383. Ransom Note是Leetcode面试榜单Top150哈希表类第1题,给定两个字符串,问是否可以从其中一个字符串中取出组成另一个字符串所需要的所有字符。题目难度为Easy,在面试中如何发挥,争取加分?
首先要有一个刷题流程,这个流程越能模拟接近面试场景与面试官面对面,越有收获。第1步是听题审题,第2步用自己的话把理解到的问题做个定义,第3步对定义了的问题提出尽可能多想法(头脑风暴和奔驰SCAMPER工作法),第4步做出解法原型,第5步对原型测试。这既有从头到尾进行的5个步骤,也包含在其中某一个步骤往回完善增加先前步骤的工作,持续迭代和完善。
对于383这道题,1.在理解题意,2.明确待解决问题是已知条件是两个字符串,一个字符串中的所有字符个次,需要在另一个字符串中包含足够多的个次. 3.初步想出一两种或者更多可能得思路作为切入点 4.先用就简单明了的一种方法作为原型,遍历字符串中每个字符,在另一个字符串中查找到该字符的一个位置并删除掉,或者没查到则直接结束返回false。5.以时间和空间复杂度作为衡量解法的量化指标,评估算法时空效率,复盘抽取待改进方向的思路。
public boolean canConstruct(String ransomNote, String magazine) {
// For each character, c, in the ransom note.
for (char c : ransomNote.toCharArray()) {
// Find the index of the first occurrence of c in the magazine.
int index = magazine.indexOf(c);
// If there are none of c left in the String, return False.
if (index == -1) {
return false;
}
// Use substring to make a new string with the characters
// before "index" (but not including), and the characters
// after "index".
magazine = magazine.substring(0, index) + magazine.substring(index + 1);
}
// If we got this far, we can successfully build the note.
return true;
}
O(m.n)的时间复杂度和不大于O(m)的空间复杂度,从代码行到算法构成自底向上的看,循环要把字符串转成字符数组,调用库函数找字符在字符串中位置,找到的话把该位置前后的子字符串连接组成新的字符串(删除了一个字符),否则找不到的话,就直接返回false了。在这个简单的算法实现中,对字符串中每个字符都毫无差别地去机械化的全部遍历另一个字符串,找字符出现位置的索引,然后删除该字符得到新的字符串给下次循环迭代使用。这里查字符索引和删除字符的操作会高频出现,也有些冗余之嫌,有没有办法针对性的优化呢?
如果不使用这种在另一字符串中查到字符后删除的方式,换一种思路,一个字符串是提供字符库存,另一个字符串则是需要从中消费,那么分别统计各自的字符及相应的数量,然后分别依次完成消费需求中的所有字符在库存中的数量比需要的数量要多。用两个哈希表分别保存两个字符串统计到的各自字符及数量,然后利用辅助哈希表中的统计字符数量判断,时间复杂度为O(m)+O(n)+O(n),空间复杂度为O(m)+O(n)。并且可以一开始就判断目标字符串如果比另一个字符串长,则直接返回,不需要尝试了。
class Solution {
// Takes a String, and returns a HashMap with counts of
// each character.

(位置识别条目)
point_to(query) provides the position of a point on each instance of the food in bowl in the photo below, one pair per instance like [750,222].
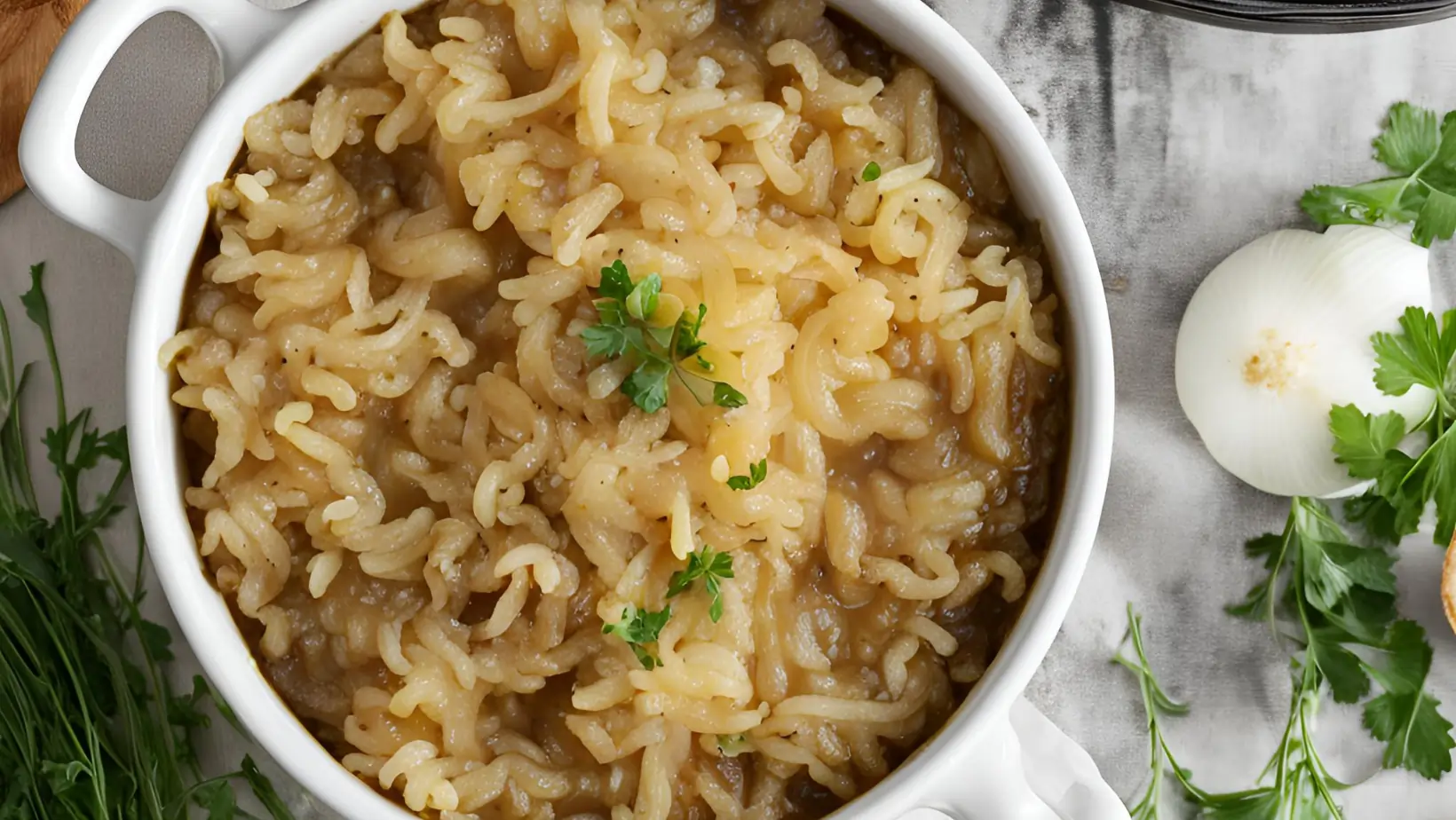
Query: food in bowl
[629,410]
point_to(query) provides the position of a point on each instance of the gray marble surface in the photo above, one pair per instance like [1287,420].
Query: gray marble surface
[1181,142]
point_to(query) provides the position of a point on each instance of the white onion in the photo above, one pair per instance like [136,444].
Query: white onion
[1280,333]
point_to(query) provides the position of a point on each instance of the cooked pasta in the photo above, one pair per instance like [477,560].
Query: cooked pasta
[439,516]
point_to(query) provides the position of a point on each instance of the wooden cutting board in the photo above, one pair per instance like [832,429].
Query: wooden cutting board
[29,31]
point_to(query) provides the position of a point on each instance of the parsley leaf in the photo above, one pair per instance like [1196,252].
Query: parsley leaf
[639,627]
[1334,603]
[610,341]
[1421,188]
[1411,136]
[623,329]
[1423,352]
[1412,357]
[646,385]
[709,565]
[1362,442]
[687,328]
[1417,736]
[616,283]
[756,475]
[643,300]
[728,397]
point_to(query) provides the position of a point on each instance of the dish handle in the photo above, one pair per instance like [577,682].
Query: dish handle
[48,138]
[1023,768]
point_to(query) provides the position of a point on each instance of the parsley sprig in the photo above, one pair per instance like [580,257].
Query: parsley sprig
[712,567]
[625,309]
[639,628]
[1331,604]
[1420,149]
[756,475]
[1334,603]
[1423,352]
[1156,706]
[91,724]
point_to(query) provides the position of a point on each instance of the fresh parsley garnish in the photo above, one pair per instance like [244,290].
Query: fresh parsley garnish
[1420,150]
[756,475]
[1334,602]
[623,328]
[709,565]
[1423,352]
[638,628]
[1331,603]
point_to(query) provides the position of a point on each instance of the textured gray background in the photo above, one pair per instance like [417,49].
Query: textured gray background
[1181,142]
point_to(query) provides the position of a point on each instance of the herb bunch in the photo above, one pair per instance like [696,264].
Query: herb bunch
[1294,783]
[1421,354]
[1419,146]
[660,352]
[91,727]
[1331,603]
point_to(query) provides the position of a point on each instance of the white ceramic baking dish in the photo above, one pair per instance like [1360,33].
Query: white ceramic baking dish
[996,759]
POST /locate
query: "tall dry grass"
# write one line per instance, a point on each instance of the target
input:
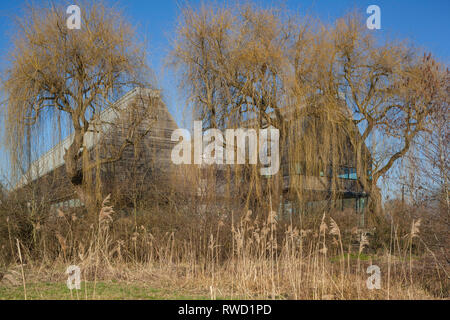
(242, 255)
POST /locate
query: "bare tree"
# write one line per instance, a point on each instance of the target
(56, 73)
(244, 62)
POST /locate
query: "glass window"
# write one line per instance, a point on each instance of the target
(343, 173)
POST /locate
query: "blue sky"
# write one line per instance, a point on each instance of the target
(425, 23)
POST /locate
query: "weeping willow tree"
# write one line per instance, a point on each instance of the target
(338, 97)
(58, 77)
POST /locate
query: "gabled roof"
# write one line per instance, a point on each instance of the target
(54, 158)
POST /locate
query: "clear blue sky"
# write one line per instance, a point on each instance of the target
(425, 23)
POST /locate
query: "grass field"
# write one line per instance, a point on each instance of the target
(110, 290)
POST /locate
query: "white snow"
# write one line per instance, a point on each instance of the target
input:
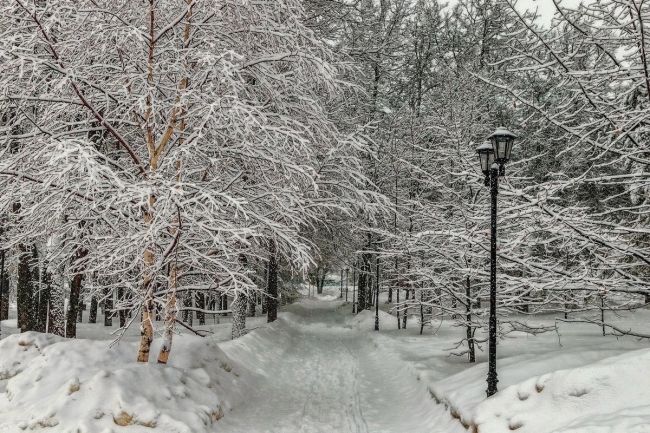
(321, 369)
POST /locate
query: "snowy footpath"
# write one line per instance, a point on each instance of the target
(321, 369)
(326, 375)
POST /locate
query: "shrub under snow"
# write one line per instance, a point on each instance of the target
(83, 386)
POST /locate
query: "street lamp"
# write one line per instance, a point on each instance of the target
(493, 156)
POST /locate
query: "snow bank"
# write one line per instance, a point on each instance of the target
(83, 386)
(610, 396)
(365, 320)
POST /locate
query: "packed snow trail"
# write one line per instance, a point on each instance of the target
(320, 373)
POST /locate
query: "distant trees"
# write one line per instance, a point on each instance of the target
(305, 135)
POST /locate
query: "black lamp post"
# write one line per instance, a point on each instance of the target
(493, 156)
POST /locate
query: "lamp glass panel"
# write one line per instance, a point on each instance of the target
(509, 148)
(490, 160)
(483, 156)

任务要求:
请从这篇讲 383. Ransom Note 解法的正文停下的地方往下续写。

输出结果:
private Map<Character, Integer> makeCountsMap(String s) {
Map<Character, Integer> counts = new HashMap<>();
for (char c : s.toCharArray()) {
int currentCount = counts.getOrDefault(c, 0);
counts.put(c, currentCount + 1);
}
return counts;
}
public boolean canConstruct(String ransomNote, String magazine) {
// Check for obvious fail case.
if (ransomNote.length() > magazine.length()) {
return false;
}
// Make the count maps.
Map<Character, Integer> ransomNoteCounts = makeCountsMap(ransomNote);
Map<Character, Integer> magazineCounts = makeCountsMap(magazine);
// For each unique character, c, in the ransom note:
for (char c : ransomNoteCounts.keySet()) {
// Check that the count of char in the magazine is equal
// or higher than the count in the ransom note.
int countInMagazine = magazineCounts.getOrDefault(c, 0);
int countInRansomNote = ransomNoteCounts.get(c);
if (countInMagazine < countInRansomNote) {
return false;
}
}
// If we got this far, we can successfully build the note.
return true;
}
}
这个方案里,两个哈希表看起来有些冗余,如果减少一个,消费一方在遍历时也修改同一个哈希表剩余可用字符数量。进一步优化内存使用空间。
class Solution {
// Takes a String, and returns a HashMap with counts of
// each character.
private Map<Character, Integer> makeCountsMap(String s) {
Map<Character, Integer> counts = new HashMap<>();
for (char c : s.toCharArray()) {
int currentCount = counts.getOrDefault(c, 0);
counts.put(c, currentCount + 1);
}
return counts;
}
public boolean canConstruct(String ransomNote, String magazine) {
// Check for obvious fail case.
if (ransomNote.length() > magazine.length()) {
return false;
}
// Make a counts map for the magazine.
Map<Character, Integer> magazineCounts = makeCountsMap(magazine);
// For each character in the ransom note:
for (char c : ransomNote.toCharArray()) {
// Get the current count for c in the magazine.
int countInMagazine = magazineCounts.getOrDefault(c, 0);
// If there are none of c left, return false.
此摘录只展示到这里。